- _EXTRACTED TEXT_:
Monday 7 December 2015

New website: imperialweather.com

By Martin

I've created a new website - www.imperialweather.com - dedicated to my fellowship project which I described in the previous post. I though it would be a good idea to gather together blog posts, publications and updates from this project all in one place. Enjoy!

Friday 4 December 2015

New post at Nottingham and the 'Imperial Weather' project

By Martin 

It's been a long time coming but this week I finally took up my new fellowship position in the School of Geography at the University of Nottingham. Officially, I'm a British Academy Postdoctoral Fellow and Nottingham Research Fellow, which means three years of research funding to develop a project on climate, empire and the history of colonial meteorology called 'Imperial weather: meteorology and the making of 20th century colonialism' (check out my new project website at imperialweather.com). Essentially this project is building upon and deepening the work I did at King's College London with the help of some funding from the RGS-IBG (see here).

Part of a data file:

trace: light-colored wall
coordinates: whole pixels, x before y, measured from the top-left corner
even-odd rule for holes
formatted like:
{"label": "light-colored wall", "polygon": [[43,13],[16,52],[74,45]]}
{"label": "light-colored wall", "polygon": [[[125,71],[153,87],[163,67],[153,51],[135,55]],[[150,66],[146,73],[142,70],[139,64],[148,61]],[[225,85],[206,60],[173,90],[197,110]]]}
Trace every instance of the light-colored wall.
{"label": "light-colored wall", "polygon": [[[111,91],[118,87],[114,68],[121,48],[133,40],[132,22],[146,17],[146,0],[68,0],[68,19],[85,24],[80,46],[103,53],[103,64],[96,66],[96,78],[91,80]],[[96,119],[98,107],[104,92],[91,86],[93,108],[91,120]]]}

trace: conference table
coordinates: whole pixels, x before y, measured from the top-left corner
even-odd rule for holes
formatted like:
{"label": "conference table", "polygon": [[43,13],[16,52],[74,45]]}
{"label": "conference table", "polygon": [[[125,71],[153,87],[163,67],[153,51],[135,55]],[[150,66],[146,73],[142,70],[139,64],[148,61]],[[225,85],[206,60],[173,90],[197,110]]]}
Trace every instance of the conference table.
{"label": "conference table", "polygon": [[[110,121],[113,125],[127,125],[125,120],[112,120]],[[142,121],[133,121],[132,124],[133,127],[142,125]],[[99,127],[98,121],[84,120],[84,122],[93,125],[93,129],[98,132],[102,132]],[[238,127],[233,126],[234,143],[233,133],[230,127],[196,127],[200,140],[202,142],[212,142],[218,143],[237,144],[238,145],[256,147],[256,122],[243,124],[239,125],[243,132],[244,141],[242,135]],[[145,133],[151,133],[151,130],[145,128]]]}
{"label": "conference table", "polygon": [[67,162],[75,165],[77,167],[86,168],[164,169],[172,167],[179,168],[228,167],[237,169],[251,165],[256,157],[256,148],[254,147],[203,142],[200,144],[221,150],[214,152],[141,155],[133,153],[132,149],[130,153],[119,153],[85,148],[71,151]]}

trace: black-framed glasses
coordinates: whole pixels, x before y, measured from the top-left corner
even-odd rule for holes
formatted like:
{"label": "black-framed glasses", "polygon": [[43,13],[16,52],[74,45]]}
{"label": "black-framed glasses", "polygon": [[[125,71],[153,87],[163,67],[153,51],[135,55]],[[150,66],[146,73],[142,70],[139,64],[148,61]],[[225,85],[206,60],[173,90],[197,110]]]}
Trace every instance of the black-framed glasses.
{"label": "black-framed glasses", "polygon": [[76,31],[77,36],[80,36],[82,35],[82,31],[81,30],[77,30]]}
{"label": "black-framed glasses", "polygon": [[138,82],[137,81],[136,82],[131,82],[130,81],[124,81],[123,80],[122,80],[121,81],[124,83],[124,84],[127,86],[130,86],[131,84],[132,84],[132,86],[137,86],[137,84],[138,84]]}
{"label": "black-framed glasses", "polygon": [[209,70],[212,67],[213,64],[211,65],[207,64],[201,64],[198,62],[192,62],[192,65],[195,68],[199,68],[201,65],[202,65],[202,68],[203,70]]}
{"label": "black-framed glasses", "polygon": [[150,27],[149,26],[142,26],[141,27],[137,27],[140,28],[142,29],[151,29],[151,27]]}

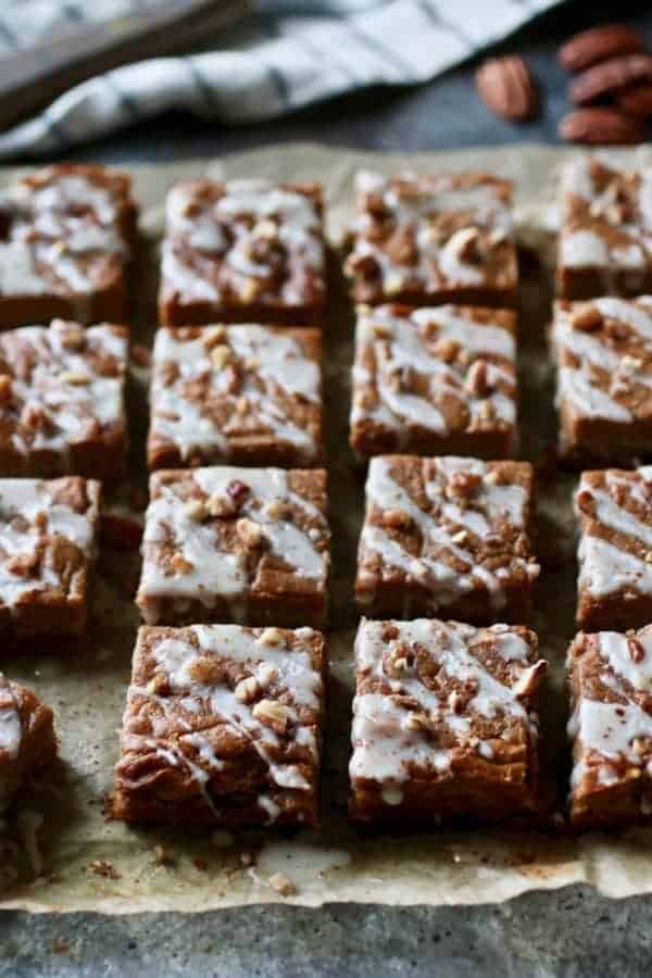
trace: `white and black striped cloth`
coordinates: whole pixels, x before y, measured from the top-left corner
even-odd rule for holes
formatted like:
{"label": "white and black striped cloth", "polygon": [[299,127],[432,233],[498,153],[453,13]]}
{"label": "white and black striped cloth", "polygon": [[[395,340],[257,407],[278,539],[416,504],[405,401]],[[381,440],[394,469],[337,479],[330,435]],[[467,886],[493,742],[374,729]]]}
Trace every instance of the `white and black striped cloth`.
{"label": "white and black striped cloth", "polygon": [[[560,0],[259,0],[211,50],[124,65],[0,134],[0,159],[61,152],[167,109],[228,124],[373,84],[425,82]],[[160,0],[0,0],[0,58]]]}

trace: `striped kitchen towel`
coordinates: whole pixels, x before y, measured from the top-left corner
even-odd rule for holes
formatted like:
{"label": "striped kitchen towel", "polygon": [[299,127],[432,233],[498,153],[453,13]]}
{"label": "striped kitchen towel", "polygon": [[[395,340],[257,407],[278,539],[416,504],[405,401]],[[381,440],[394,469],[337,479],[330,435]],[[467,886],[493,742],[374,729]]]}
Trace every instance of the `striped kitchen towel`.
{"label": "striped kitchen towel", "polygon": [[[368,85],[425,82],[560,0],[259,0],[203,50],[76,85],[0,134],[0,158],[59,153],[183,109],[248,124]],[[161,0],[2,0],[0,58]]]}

- _WRITTEN TASKS_:
1. According to the blog post, in which school and university did the author take up the new fellowship position?
2. Repeat the lines of the listing from its start up to and including the line containing "Trace every instance of the light-colored".

- _RESULTS FOR THE EXERCISE_:
1. The School of Geography at the University of Nottingham.

2.
trace: light-colored wall
coordinates: whole pixels, x before y, measured from the top-left corner
even-odd rule for holes
formatted like:
{"label": "light-colored wall", "polygon": [[43,13],[16,52],[74,45]]}
{"label": "light-colored wall", "polygon": [[[125,71],[153,87],[163,67],[153,51],[135,55]],[[150,66],[146,73],[142,70],[139,64],[148,61]],[[225,85],[206,60],[173,90],[197,110]]]}
Trace every instance of the light-colored wall.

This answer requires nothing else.